-------- EXERCISE TEXT

This post explains how the new process mining methodology and tools can help you analyze, optimize, migrate, and monitor your content-centric processes.
1. The Current State of Workflow
Imaging and workflow systems have been in use for more than twenty years throughout the financial services and insurance industries. Yet consider the current state of workflow today: most content-centric workflows were designed 10+ years ago to route scanned images through a series of manual steps (index, QA, process, etc.). Most are undocumented and the people who developed them are no longer available. The technology is fragile and provides little visibility into exactly how items flow.
Yet, today organizations are pursuing straight-through end-to-end digital processes – and need to modernize their old workflows. One emerging capability in the market that makes this possible is process mining. Process mining is an analytical methodology for evaluating, improving, and monitoring processes by extracting knowledge from the event logs created by most information systems.
Process mining helps you analyze the historical log or key stroke recording data to determine how work items move through a process. It’s designed to optimize current processes and gain new insights to reduce costs and minimize exceptions. Process mining can also be effective for pre-migration analysis to determine which processes can be moved “as-is” and those that need to be re-engineered (for example if you are trying to move an older FileNet P8 or Documentum system to the cloud).
2. The Typical Workflow Is A Mess!
Typically, the clients we work with struggle to understand the paths that work items follow inside of their operations. The original process was implemented 20+ years ago, and then modified again and again to accommodate different exceptions, new types of work, and different functional roles. Fast forward, and you begin to understand the complexities that exist. The following illustrates the typical workflow in a contemporary document capture operation:
3. There are Two Target Use Cases
Process mining can assist organizations in two general ways:
First, it helps you to optimize existing processes to gain additional cost benefits. Clients can quickly drill into the higher volume or value processes and measure variance and costly exceptions. They can use business-friendly process maps and dashboards to diagnose in-efficiencies and model changes. Often simple small changes can have a big impact reducing the amount of re-work and latency buried in processes.

----------------
-------- SUPPLIED RECORDS

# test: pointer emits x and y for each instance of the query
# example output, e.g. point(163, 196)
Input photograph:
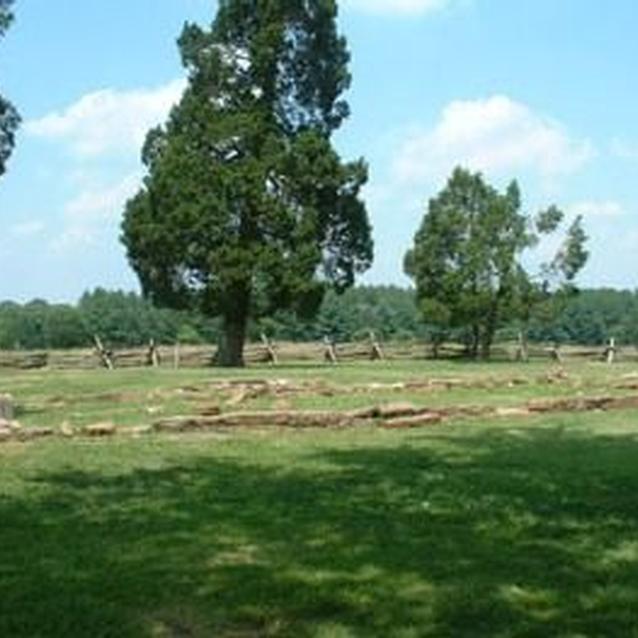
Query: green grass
point(507, 529)
point(137, 397)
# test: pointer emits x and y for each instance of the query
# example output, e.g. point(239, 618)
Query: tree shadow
point(532, 533)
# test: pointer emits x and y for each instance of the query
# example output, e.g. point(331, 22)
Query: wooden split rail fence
point(176, 356)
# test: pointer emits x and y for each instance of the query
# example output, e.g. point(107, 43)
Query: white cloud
point(108, 121)
point(94, 212)
point(593, 208)
point(400, 7)
point(27, 229)
point(496, 135)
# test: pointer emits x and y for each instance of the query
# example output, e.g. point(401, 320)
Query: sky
point(534, 90)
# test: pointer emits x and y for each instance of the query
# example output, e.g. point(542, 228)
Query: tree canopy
point(246, 207)
point(9, 118)
point(467, 259)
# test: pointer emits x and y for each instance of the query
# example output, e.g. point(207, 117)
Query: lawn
point(523, 527)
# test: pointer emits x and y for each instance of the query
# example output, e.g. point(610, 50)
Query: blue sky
point(539, 90)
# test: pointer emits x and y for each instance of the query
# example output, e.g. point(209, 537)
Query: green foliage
point(467, 259)
point(9, 118)
point(590, 317)
point(120, 319)
point(247, 208)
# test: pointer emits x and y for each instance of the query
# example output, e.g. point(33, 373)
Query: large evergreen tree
point(9, 119)
point(246, 207)
point(467, 259)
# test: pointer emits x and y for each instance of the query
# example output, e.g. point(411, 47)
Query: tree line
point(249, 221)
point(124, 320)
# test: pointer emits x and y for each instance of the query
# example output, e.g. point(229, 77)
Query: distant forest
point(125, 319)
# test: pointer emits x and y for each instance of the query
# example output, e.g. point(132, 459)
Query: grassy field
point(516, 527)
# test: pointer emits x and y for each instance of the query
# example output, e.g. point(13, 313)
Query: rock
point(31, 434)
point(418, 421)
point(67, 431)
point(142, 430)
point(100, 429)
point(511, 412)
point(6, 407)
point(395, 410)
point(210, 410)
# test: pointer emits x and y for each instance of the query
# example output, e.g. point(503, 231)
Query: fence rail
point(255, 353)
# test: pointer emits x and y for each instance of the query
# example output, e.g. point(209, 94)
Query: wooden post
point(271, 355)
point(106, 356)
point(377, 353)
point(522, 352)
point(153, 358)
point(556, 354)
point(330, 352)
point(6, 407)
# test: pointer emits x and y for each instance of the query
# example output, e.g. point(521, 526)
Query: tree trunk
point(231, 346)
point(486, 343)
point(475, 341)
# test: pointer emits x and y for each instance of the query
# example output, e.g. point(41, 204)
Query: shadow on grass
point(533, 533)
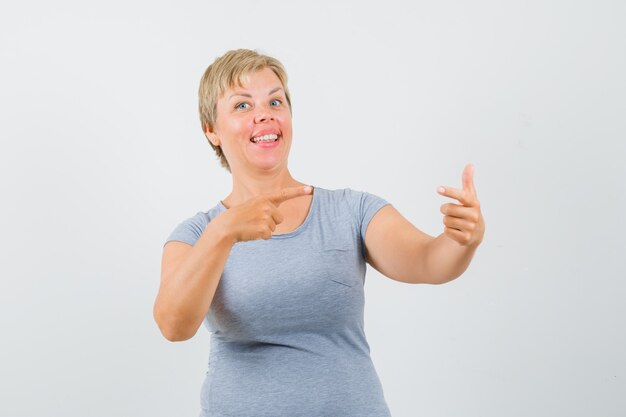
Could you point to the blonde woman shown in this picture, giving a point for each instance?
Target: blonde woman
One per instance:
(276, 269)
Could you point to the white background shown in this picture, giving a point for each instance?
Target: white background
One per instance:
(102, 156)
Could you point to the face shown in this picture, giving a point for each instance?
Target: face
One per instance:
(253, 124)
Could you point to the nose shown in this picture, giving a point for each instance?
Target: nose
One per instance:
(263, 115)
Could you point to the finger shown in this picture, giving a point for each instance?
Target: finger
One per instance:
(455, 193)
(462, 212)
(468, 178)
(288, 193)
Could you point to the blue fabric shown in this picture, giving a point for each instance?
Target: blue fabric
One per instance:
(286, 321)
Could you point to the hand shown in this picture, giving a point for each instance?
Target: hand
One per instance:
(464, 222)
(257, 218)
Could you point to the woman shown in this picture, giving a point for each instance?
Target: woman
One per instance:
(276, 269)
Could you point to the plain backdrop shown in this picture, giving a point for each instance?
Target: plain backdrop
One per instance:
(102, 156)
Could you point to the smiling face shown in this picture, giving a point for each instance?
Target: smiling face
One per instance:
(253, 124)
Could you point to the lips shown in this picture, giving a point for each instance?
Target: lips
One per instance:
(264, 132)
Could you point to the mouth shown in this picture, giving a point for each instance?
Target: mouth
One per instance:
(269, 138)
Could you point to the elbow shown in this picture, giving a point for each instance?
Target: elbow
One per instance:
(172, 330)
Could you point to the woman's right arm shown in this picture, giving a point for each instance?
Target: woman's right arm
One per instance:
(190, 274)
(189, 278)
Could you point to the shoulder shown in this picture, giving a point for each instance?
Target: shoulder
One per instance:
(361, 205)
(189, 230)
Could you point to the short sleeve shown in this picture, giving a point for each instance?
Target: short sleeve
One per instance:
(364, 206)
(190, 230)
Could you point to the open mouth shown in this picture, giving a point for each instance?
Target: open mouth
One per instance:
(269, 138)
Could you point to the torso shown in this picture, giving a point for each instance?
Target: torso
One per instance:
(295, 212)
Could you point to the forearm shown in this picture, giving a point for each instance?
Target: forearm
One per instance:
(445, 259)
(186, 292)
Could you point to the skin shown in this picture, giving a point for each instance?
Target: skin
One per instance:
(267, 200)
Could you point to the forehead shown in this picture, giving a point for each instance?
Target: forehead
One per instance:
(256, 79)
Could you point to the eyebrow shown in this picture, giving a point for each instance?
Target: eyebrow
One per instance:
(241, 93)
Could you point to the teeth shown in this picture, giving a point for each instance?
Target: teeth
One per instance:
(265, 138)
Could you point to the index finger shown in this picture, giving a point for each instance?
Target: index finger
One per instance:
(468, 179)
(288, 193)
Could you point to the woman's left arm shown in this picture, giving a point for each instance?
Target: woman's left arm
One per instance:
(402, 252)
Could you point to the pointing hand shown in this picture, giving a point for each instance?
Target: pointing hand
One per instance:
(463, 222)
(257, 218)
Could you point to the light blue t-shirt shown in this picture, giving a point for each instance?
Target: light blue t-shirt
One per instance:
(286, 321)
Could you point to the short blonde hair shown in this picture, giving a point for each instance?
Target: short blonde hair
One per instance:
(226, 72)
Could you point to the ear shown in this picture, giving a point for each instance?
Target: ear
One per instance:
(212, 137)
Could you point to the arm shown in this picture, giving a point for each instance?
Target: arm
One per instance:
(190, 274)
(189, 278)
(400, 251)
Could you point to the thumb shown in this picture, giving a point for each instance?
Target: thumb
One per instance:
(281, 196)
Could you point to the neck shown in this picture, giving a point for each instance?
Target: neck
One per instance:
(247, 185)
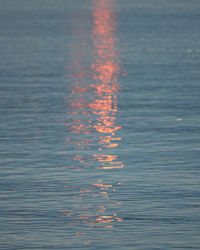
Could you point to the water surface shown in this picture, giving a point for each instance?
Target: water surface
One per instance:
(100, 124)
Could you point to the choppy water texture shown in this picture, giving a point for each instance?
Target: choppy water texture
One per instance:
(100, 122)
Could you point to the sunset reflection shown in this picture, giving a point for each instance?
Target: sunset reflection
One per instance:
(91, 125)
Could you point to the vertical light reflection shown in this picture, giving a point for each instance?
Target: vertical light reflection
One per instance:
(105, 69)
(91, 117)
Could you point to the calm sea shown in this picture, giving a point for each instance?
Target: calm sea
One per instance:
(100, 124)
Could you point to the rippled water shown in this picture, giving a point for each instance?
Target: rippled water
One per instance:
(100, 115)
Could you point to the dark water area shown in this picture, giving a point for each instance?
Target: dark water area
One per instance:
(100, 124)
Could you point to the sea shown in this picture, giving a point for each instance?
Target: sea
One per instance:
(100, 124)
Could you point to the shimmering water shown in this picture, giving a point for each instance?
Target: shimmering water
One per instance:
(100, 114)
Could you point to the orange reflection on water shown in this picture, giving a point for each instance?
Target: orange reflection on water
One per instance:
(92, 123)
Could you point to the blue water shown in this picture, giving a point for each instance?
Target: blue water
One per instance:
(100, 124)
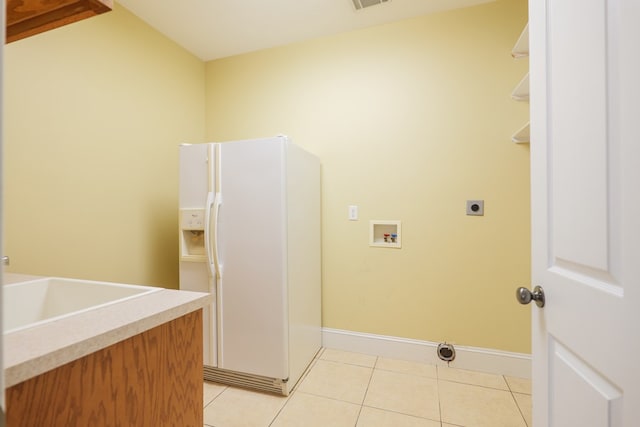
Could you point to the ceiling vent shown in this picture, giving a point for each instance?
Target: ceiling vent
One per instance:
(363, 4)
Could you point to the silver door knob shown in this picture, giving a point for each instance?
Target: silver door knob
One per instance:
(525, 296)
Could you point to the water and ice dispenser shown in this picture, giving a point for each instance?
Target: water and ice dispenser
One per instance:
(192, 235)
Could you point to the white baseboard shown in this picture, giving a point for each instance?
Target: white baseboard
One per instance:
(473, 358)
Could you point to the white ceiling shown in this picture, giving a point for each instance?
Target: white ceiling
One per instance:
(212, 29)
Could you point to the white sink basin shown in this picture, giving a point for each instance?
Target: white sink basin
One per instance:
(33, 302)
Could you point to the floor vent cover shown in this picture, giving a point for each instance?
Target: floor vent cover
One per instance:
(363, 4)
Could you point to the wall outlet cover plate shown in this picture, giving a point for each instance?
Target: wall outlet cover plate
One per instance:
(475, 207)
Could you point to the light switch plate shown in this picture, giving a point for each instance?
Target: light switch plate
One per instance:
(353, 213)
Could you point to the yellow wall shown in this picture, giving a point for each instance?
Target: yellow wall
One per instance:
(94, 113)
(409, 120)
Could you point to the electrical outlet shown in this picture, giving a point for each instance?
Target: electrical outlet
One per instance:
(475, 207)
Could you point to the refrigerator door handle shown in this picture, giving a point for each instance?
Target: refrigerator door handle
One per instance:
(207, 233)
(217, 201)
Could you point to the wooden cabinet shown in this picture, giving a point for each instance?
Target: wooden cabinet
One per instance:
(151, 379)
(29, 17)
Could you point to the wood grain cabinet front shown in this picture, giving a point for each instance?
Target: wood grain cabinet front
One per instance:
(150, 379)
(29, 17)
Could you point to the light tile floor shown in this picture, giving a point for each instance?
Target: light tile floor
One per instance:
(357, 390)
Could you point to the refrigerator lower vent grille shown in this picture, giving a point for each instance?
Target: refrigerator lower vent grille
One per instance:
(271, 385)
(362, 4)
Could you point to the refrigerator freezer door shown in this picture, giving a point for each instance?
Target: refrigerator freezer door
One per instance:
(197, 179)
(252, 297)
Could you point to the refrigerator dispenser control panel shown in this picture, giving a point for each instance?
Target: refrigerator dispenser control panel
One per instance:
(192, 219)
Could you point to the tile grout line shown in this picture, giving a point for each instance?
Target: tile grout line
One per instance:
(373, 369)
(439, 399)
(516, 401)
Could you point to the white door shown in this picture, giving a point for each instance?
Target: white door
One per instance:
(585, 156)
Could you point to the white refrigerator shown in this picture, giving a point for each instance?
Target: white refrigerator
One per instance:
(249, 226)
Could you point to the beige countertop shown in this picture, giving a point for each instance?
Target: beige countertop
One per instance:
(33, 351)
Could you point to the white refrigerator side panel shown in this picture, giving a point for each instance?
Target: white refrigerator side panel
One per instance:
(252, 245)
(304, 258)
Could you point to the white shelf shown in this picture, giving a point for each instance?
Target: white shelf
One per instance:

----------------

## PROMPT
According to the process mining post, how long have imaging and workflow systems been in use throughout the financial services and insurance industries?

## RESULT
More than twenty years.